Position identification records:
((

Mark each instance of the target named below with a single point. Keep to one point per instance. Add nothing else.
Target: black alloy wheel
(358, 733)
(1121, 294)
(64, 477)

))

## What is needed
Please set down the whole listing above without altering a single line.

## Task answer
Mark each instance of the target named below with a single point. Keep to one point per instance. Add nothing else.
Target: black alloy wheel
(358, 733)
(1121, 294)
(64, 477)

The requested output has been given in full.